Given records>
#####
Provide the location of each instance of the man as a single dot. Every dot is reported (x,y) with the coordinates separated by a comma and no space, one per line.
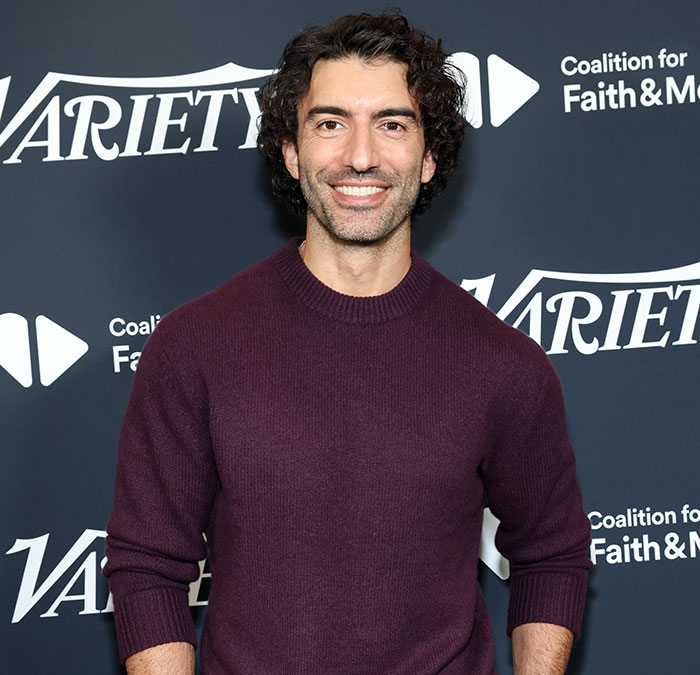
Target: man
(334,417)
#####
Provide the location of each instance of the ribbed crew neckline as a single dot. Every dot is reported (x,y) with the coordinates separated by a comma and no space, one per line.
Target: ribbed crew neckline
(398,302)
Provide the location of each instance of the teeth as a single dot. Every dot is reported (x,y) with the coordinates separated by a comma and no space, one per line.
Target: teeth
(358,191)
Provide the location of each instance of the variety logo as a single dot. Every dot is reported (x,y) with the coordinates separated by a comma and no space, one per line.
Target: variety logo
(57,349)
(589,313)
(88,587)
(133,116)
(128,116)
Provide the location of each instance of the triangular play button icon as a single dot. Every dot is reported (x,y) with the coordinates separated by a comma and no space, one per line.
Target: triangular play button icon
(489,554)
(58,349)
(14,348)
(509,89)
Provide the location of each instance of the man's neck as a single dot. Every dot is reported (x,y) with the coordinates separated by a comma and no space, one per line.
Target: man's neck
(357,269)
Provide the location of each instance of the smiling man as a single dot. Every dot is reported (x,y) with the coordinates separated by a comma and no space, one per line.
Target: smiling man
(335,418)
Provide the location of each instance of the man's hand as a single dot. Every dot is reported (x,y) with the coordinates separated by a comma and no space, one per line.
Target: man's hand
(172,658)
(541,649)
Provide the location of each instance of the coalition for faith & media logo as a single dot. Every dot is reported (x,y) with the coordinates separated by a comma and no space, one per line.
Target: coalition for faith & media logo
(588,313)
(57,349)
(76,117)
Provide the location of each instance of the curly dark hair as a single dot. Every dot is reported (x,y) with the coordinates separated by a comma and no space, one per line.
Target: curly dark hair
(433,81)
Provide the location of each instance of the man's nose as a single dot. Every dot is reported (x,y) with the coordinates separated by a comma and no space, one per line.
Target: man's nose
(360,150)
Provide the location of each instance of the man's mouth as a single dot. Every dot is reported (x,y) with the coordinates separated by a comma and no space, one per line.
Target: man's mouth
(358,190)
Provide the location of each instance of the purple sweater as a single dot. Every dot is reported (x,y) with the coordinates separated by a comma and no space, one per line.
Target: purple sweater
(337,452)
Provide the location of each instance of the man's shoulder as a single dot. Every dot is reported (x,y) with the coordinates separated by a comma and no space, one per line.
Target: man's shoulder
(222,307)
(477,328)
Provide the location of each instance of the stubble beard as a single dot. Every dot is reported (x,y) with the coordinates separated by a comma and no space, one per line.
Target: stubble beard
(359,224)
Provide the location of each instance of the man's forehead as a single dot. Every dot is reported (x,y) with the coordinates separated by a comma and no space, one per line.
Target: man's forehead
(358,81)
#####
As listed above, the lines from the line with "Target: ribbed crew neckline" to the line with "Provide the location of each instance of the man's hand" are to be echoed exactly, with both ends included and nothing added.

Target: ribbed crew neckline
(398,302)
Provide the location of each instance of the teeth as a single dot. Every dot is reported (x,y) with the coordinates separated by a comma and no space, one per line.
Target: teeth
(358,191)
Provide the location of each instance of the variety logo as a single dot. Every dot is reported (x,y) with the coordinates separated by a comma and no space, one per line.
Target: variety logo
(57,349)
(589,313)
(88,587)
(133,116)
(128,116)
Provide the location of each instance of the triangular play button icon as a single dot. Every dot is reported (x,y) with the coordinates separated by a comma and no space, one per line.
Target: triangular play button icon
(489,554)
(58,349)
(14,348)
(509,89)
Provide the location of each instance of the man's neck as a single dot. Every dot is reported (x,y) with the coordinates separated by a comma and no space, one per line.
Target: man's neck
(357,269)
Provide the location of each instance of the smiling man as a single dot. Every dot is reported (x,y) with the coordinates separated by a comma and no space, one per line.
Target: smiling man
(335,418)
Provide the location of each instance of the man's hand as a single dot. Every dot is reported (x,y) with the coordinates separated by a comma and no space, one per line.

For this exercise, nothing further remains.